(WHAT YOU SHOULD DO)
Collect every line in the rows below that contains the word "segment". Case counts.

#### SOURCE MATERIAL

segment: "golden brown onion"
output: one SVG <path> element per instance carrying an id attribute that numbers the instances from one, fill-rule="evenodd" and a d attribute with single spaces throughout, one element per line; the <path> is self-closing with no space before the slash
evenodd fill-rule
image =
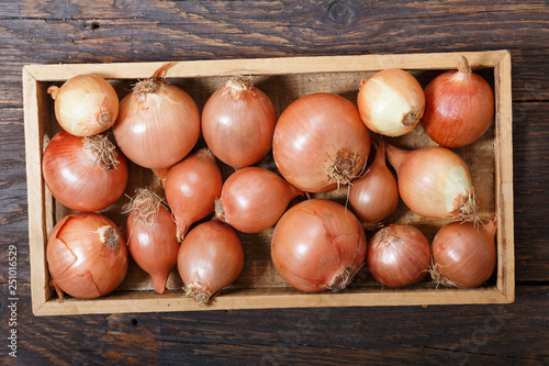
<path id="1" fill-rule="evenodd" d="M 278 274 L 307 292 L 343 290 L 362 266 L 366 251 L 360 221 L 339 203 L 322 199 L 288 210 L 271 241 Z"/>
<path id="2" fill-rule="evenodd" d="M 495 220 L 484 225 L 451 222 L 433 240 L 433 278 L 458 287 L 478 287 L 493 274 L 496 263 Z"/>
<path id="3" fill-rule="evenodd" d="M 277 115 L 269 97 L 247 77 L 231 78 L 204 104 L 202 134 L 223 163 L 242 168 L 259 162 L 272 146 Z"/>
<path id="4" fill-rule="evenodd" d="M 303 195 L 277 174 L 261 167 L 233 173 L 215 200 L 221 221 L 245 233 L 258 233 L 277 223 L 290 201 Z"/>
<path id="5" fill-rule="evenodd" d="M 231 226 L 212 220 L 189 232 L 179 248 L 177 266 L 186 296 L 204 306 L 238 277 L 244 249 Z"/>
<path id="6" fill-rule="evenodd" d="M 114 290 L 127 271 L 127 249 L 114 222 L 99 213 L 63 218 L 47 240 L 46 260 L 52 282 L 64 292 L 93 299 Z"/>
<path id="7" fill-rule="evenodd" d="M 170 64 L 137 82 L 120 103 L 113 127 L 124 155 L 150 169 L 172 166 L 191 152 L 200 135 L 200 113 L 192 98 L 164 78 Z"/>
<path id="8" fill-rule="evenodd" d="M 325 92 L 302 97 L 280 115 L 272 142 L 274 163 L 292 186 L 327 192 L 349 184 L 365 168 L 370 132 L 357 107 Z"/>

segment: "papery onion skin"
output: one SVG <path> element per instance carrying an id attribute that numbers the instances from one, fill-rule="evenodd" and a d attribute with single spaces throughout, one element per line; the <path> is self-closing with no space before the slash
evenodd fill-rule
<path id="1" fill-rule="evenodd" d="M 478 203 L 466 163 L 446 147 L 413 151 L 386 146 L 399 192 L 415 213 L 434 219 L 475 220 Z"/>
<path id="2" fill-rule="evenodd" d="M 447 71 L 425 88 L 423 127 L 437 144 L 460 147 L 479 140 L 494 117 L 494 93 L 480 75 L 469 68 L 466 57 L 458 70 Z"/>
<path id="3" fill-rule="evenodd" d="M 352 102 L 333 93 L 312 93 L 282 112 L 272 153 L 292 186 L 327 192 L 360 175 L 370 153 L 370 132 Z"/>
<path id="4" fill-rule="evenodd" d="M 374 229 L 393 213 L 399 200 L 399 186 L 385 164 L 381 138 L 373 162 L 349 188 L 349 206 L 366 229 Z"/>
<path id="5" fill-rule="evenodd" d="M 271 228 L 290 201 L 303 195 L 277 174 L 261 167 L 233 173 L 215 200 L 216 218 L 244 233 Z"/>
<path id="6" fill-rule="evenodd" d="M 77 75 L 47 91 L 55 100 L 55 118 L 75 136 L 91 136 L 109 130 L 119 115 L 119 96 L 98 75 Z"/>
<path id="7" fill-rule="evenodd" d="M 222 185 L 215 156 L 208 148 L 199 149 L 169 169 L 166 200 L 176 220 L 179 242 L 194 222 L 214 211 Z"/>
<path id="8" fill-rule="evenodd" d="M 427 277 L 430 245 L 418 229 L 391 224 L 370 240 L 366 263 L 372 276 L 385 286 L 414 285 Z"/>
<path id="9" fill-rule="evenodd" d="M 160 197 L 145 188 L 137 190 L 128 209 L 126 243 L 130 255 L 153 277 L 156 292 L 164 293 L 179 252 L 171 212 Z"/>
<path id="10" fill-rule="evenodd" d="M 200 135 L 200 112 L 182 89 L 164 81 L 166 65 L 120 103 L 114 138 L 135 164 L 163 169 L 186 157 Z"/>
<path id="11" fill-rule="evenodd" d="M 52 195 L 75 211 L 91 212 L 114 203 L 127 184 L 127 163 L 107 134 L 79 137 L 58 132 L 42 158 Z"/>
<path id="12" fill-rule="evenodd" d="M 202 111 L 208 147 L 235 168 L 254 165 L 269 153 L 276 123 L 270 98 L 243 76 L 216 90 Z"/>
<path id="13" fill-rule="evenodd" d="M 451 222 L 433 240 L 433 277 L 437 282 L 457 287 L 478 287 L 492 276 L 497 260 L 496 220 L 475 225 Z"/>
<path id="14" fill-rule="evenodd" d="M 341 204 L 323 199 L 288 210 L 271 240 L 278 274 L 306 292 L 344 289 L 362 266 L 366 252 L 360 221 Z"/>
<path id="15" fill-rule="evenodd" d="M 211 220 L 189 232 L 179 248 L 177 265 L 186 296 L 204 306 L 238 277 L 244 249 L 229 225 Z"/>
<path id="16" fill-rule="evenodd" d="M 80 299 L 94 299 L 114 290 L 127 271 L 127 249 L 120 229 L 99 213 L 63 218 L 47 240 L 46 260 L 53 285 Z"/>
<path id="17" fill-rule="evenodd" d="M 422 119 L 425 93 L 411 74 L 391 68 L 362 81 L 357 106 L 368 129 L 396 137 L 412 131 Z"/>

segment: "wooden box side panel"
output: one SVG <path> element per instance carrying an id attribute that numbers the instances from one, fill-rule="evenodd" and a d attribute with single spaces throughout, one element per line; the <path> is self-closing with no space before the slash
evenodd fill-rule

########

(SOLUTION TO THE PROBLEM)
segment: "golden brown onion"
segment: "papery onion skin"
segment: "wooden box side panel"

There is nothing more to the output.